▶ _Instructions for the task_:
Return the exact lines spanning from the line with "For each instance of the white" through the last line of the entries, boundaries included, and no others.

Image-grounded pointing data
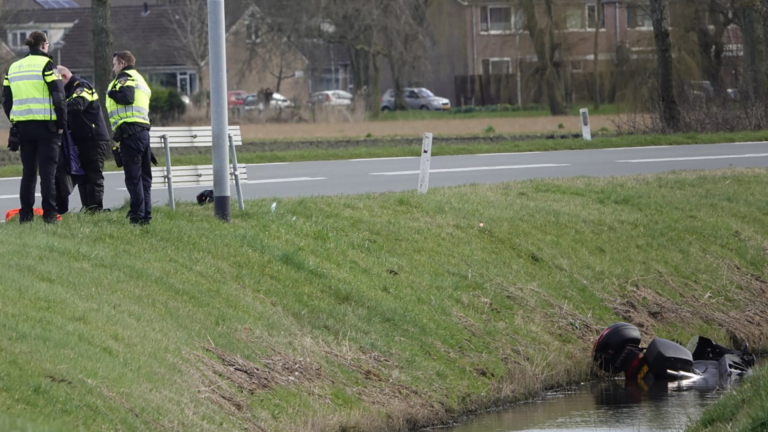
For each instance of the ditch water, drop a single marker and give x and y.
(602, 406)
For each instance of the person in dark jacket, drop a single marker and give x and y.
(33, 99)
(89, 132)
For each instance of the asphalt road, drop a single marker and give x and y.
(397, 174)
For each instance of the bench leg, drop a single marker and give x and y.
(236, 170)
(168, 175)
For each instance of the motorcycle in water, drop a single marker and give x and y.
(702, 364)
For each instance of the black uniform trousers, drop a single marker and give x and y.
(91, 186)
(42, 153)
(138, 175)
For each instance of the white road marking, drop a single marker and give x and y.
(472, 169)
(696, 158)
(285, 180)
(377, 159)
(635, 148)
(507, 154)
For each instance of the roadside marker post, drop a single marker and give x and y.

▶ _Answer section_:
For each instance of the white road marking, drop a single marker and give x and y.
(472, 169)
(696, 158)
(285, 180)
(377, 159)
(635, 148)
(507, 154)
For each instance of the roadside marker post, drop a single marker and give x and y.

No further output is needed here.